[AVAILABLE RECORDS Boundary: Start]

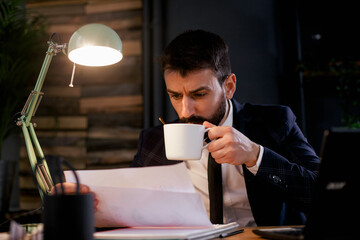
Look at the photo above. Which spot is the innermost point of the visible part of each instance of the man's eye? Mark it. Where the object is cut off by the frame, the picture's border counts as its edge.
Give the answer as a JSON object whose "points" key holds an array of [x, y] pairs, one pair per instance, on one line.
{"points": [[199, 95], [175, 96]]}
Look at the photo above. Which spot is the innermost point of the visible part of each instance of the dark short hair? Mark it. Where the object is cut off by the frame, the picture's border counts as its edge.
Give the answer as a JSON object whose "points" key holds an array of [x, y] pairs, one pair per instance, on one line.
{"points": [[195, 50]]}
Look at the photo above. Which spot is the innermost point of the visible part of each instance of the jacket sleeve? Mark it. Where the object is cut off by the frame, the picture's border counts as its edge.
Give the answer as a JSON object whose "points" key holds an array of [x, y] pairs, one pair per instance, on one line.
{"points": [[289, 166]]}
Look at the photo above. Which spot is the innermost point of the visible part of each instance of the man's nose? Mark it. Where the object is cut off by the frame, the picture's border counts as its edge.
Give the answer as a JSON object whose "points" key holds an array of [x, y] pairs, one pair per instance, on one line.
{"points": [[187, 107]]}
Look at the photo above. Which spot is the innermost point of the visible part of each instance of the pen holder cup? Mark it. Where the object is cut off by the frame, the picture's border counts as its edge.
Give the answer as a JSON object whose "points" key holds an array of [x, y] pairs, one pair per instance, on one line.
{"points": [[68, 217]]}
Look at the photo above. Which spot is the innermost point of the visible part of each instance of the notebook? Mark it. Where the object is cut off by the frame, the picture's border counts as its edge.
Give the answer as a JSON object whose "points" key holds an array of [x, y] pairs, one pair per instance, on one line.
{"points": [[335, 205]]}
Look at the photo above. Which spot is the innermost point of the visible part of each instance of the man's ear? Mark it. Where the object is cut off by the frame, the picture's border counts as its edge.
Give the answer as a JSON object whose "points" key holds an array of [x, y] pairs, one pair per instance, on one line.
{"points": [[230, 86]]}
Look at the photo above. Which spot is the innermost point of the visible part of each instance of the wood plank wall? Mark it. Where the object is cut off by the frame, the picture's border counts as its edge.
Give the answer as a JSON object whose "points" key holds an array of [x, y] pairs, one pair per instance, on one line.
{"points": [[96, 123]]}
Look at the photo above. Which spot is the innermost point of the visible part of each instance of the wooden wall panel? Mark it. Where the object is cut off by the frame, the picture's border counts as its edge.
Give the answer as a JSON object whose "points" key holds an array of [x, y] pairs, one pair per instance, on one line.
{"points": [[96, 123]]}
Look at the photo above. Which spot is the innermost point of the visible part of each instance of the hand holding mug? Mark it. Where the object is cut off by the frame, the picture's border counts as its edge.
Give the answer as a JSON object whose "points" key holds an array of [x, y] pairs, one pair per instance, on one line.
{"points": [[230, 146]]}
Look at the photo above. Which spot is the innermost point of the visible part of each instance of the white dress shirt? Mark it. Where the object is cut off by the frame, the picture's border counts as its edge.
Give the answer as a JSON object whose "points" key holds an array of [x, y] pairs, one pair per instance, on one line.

[AVAILABLE RECORDS Boundary: End]
[AVAILABLE RECORDS Boundary: Start]

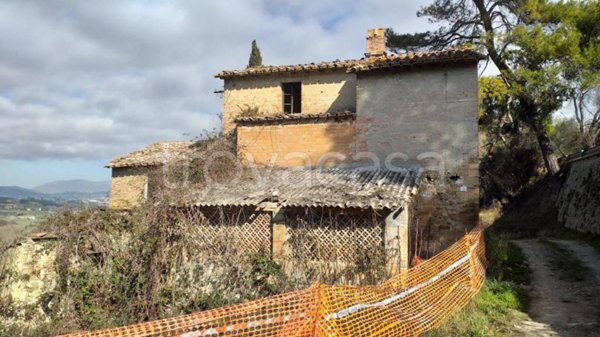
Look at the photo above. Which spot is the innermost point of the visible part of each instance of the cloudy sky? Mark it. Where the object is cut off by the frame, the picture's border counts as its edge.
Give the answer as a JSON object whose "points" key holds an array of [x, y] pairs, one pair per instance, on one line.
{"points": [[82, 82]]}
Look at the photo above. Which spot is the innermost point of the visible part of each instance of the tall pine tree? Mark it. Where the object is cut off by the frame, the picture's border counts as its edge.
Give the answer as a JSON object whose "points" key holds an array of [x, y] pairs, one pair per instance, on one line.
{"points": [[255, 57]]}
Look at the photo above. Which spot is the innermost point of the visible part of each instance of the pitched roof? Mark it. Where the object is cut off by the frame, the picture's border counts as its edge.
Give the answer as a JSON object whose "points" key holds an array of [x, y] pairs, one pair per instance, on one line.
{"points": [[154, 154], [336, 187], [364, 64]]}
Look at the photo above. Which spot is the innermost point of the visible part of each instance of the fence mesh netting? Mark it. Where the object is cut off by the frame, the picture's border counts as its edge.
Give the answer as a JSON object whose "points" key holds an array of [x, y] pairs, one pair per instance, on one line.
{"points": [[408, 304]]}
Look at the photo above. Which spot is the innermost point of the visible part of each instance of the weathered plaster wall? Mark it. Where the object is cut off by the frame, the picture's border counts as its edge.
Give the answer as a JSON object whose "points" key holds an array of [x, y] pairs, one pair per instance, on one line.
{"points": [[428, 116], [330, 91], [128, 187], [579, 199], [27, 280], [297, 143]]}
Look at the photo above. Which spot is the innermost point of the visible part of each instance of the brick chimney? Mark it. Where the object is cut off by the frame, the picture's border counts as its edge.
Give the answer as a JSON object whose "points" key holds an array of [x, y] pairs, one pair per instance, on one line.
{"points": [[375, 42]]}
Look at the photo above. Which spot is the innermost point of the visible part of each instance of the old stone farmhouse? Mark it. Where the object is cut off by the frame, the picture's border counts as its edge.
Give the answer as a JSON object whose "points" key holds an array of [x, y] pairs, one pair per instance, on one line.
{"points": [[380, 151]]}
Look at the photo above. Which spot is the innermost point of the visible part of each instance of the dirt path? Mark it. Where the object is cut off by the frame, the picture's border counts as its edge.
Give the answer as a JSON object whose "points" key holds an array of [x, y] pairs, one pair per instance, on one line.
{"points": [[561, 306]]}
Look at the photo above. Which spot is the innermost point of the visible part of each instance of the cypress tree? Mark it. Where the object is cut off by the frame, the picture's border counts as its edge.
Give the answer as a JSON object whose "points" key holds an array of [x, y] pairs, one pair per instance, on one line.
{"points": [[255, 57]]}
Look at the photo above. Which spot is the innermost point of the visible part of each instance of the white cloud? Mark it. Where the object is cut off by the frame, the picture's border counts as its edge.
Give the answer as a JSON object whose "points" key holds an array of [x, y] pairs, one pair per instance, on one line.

[AVAILABLE RECORDS Boundary: End]

Whenever a line in the data above contains the word "tree", include it in the tally, and report only the final number.

2